TEXT EXTRACT:
•••

Many industrial countries are pursuing so-called green energy policies, which typically imply the replacement of conventional fossil fuel power plants with renewable sources. Such a policy shift may affect employment in different ways. On the one hand, it could create new and additional “green jobs” in the renewables sector; on the other hand, it could crowd out employment in other sectors. An additional consideration is the potential increase in energy prices, which has the potential to stifle labor demand in energy-intensive sectors and reduce the purchasing power of private households.

Electricity generation by type of energy
                        source, Germany (%)

Key findings

Pros

A green energy policy creates more “green jobs” in renewable energy sectors.

A shift toward more renewable energy sources improves environmental quality by reducing emissions of ambient air pollutants, which is beneficial for health and labor productivity.

Cons

Subsidizing renewable energies by feed-in tariffs increases energy prices for firms and private households.

Rising energy prices put industrial jobs at risk when labor and energy are complementary inputs in industrial production.

Estimates of net employment effects are, though positive, small at best.

Author's main message

Empirical studies reveal both positive and negative employment effects related to green energy policies. These effects are, on the whole, quantitatively moderate. Job creation and destruction across sectors seem to cancel each other out, such that the overall net employment effect is rather limited. Neither the proponents nor the opponents of green energy policies should put forth job creation or destruction as an argument in the energy policy debate. Policymakers should ultimately evaluate green energy policies on whether they reduce air pollutant emissions and secure a steady supply of energy for industrial production at a reasonable cost.

Motivation

Many industrialized countries have committed themselves to contribute more toward mitigating climate change by significantly reducing emissions of greenhouse gases and ambient air pollutants. To achieve these objectives, countries implement a variety of environmental policies including air quality standards. Moreover, many countries have decided to considerably reduce their reliance on conventional fossil fuel sources and expand their use of renewable sources. Such a political shift toward a low-carbon, green economy may create additional employment opportunities in research and development, in production, and in the installing and maintaining of green technologies. However, this shift may also crowd out investment-induced employment in non-green sectors.

The adoption of green energy policy usually entails subsidies for renewable energy sources, which leads to energy becoming more expensive for firms and private households. The extent to which this may stifle employment depends on the interrelationship of energy and labor as inputs in production technologies. For this reason, empirical evidence on the potential magnitude of positive or negative employment effects related to an energy turnaround is required to inform decision makers about the labor market effects of a switch in energy policy (Figure 1).

•••

TASK 1: Edit the extract on green energy policy by rewriting the passage starting at "Many industrial countries" and ending at "renewable energy sectors.", replacing "purchasing power" with "spending power".
TASK 2: Continue the extract on green energy policy and employment after its last sentence.

RECORDS PROVIDED:

•••

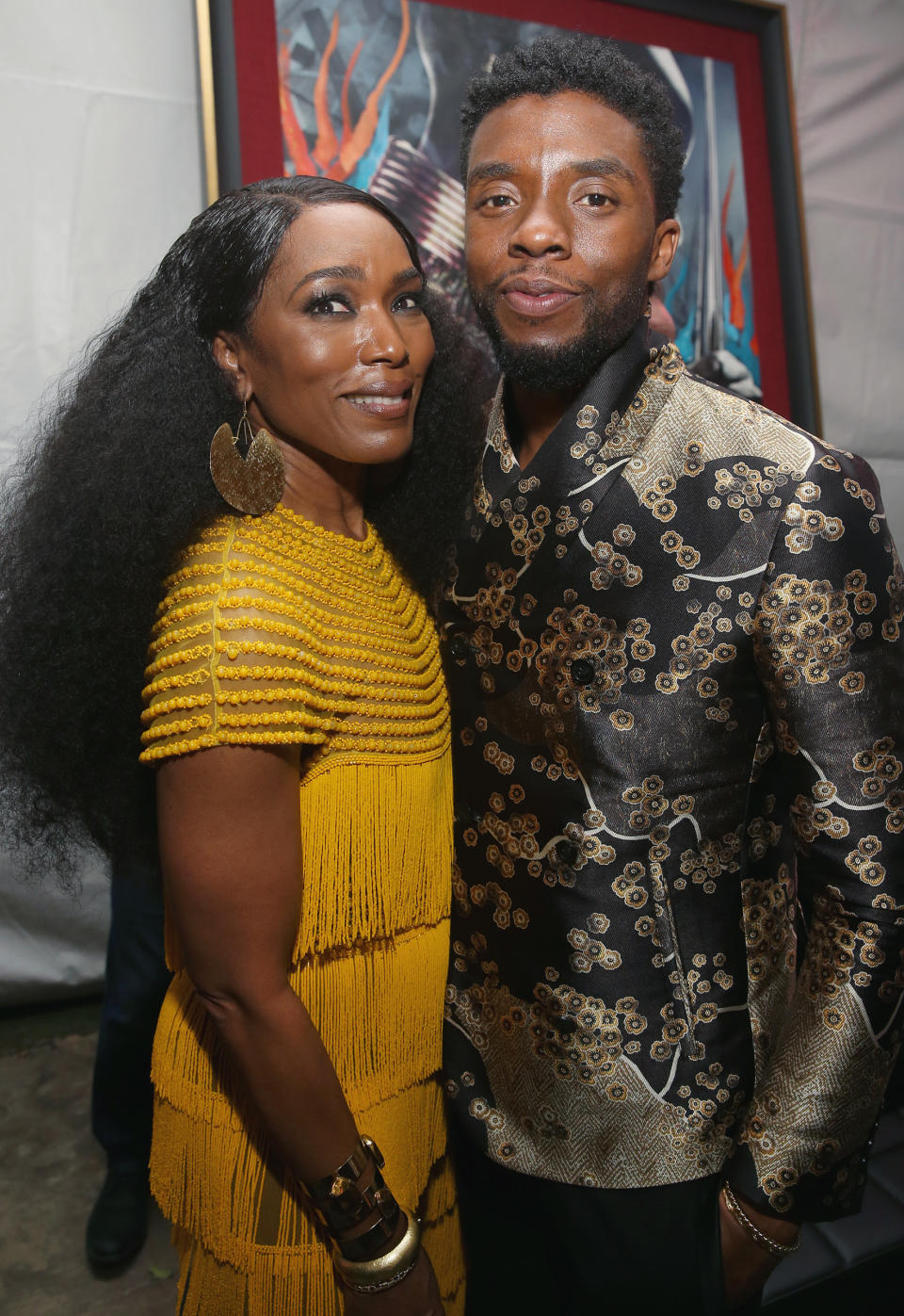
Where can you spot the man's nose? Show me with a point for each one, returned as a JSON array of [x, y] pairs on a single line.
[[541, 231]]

•••

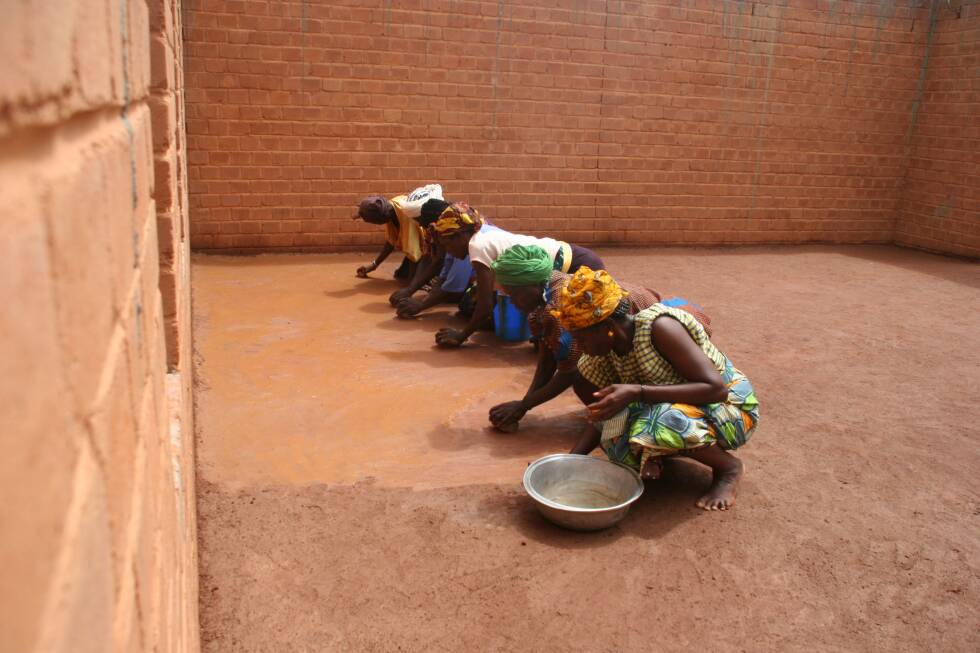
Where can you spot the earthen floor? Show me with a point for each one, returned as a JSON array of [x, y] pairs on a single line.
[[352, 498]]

•••

TASK RESULT 1:
Many industrial countries are pursuing so-called green energy policies, which typically imply the replacement of conventional fossil fuel power plants with renewable sources. Such a policy shift may affect employment in different ways. On the one hand, it could create new and additional “green jobs” in the renewables sector; on the other hand, it could crowd out employment in other sectors. An additional consideration is the potential increase in energy prices, which has the potential to stifle labor demand in energy-intensive sectors and reduce the spending power of private households.

Electricity generation by type of energy
                        source, Germany (%)

Key findings

Pros

A green energy policy creates more “green jobs” in renewable energy sectors.

TASK RESULT 2:
Height of the feed-in tariff for
                        electricity after the EEG in Germany in the years 2010−2018

Discussion of pros and cons

Employment effects of green energy policies

Mitigating global climate change is now at the top of the policy agenda in many industrial countries. The EU member states have committed themselves to the “20–20–20” targets: a reduction in greenhouse gas emissions by 20% from the 1990 level, an increase to 20% in the share of EU energy consumption generated by renewable energy sources, and an energy-efficiency improvement of 20% by 2020.

Germany has played a pioneering role in key aspects of this agenda, particularly when it comes to the expansion of renewable energy sources. The energy turnaround in Europe's largest economy has included the replacement of conventional and nuclear power plants with renewable energy sources. The German government's long-term objective is to generate 60% of overall energy use from renewable sources by 2050. Obviously, such a politically motivated transition toward a low-carbon economy, which requires investments in green energy technologies, must be regulated in order to be implemented, since green technologies have not proven to be cost-competitive in their early years. For this reason, many countries subsidize the expansion of renewable energy sources by offering feed-in tariffs.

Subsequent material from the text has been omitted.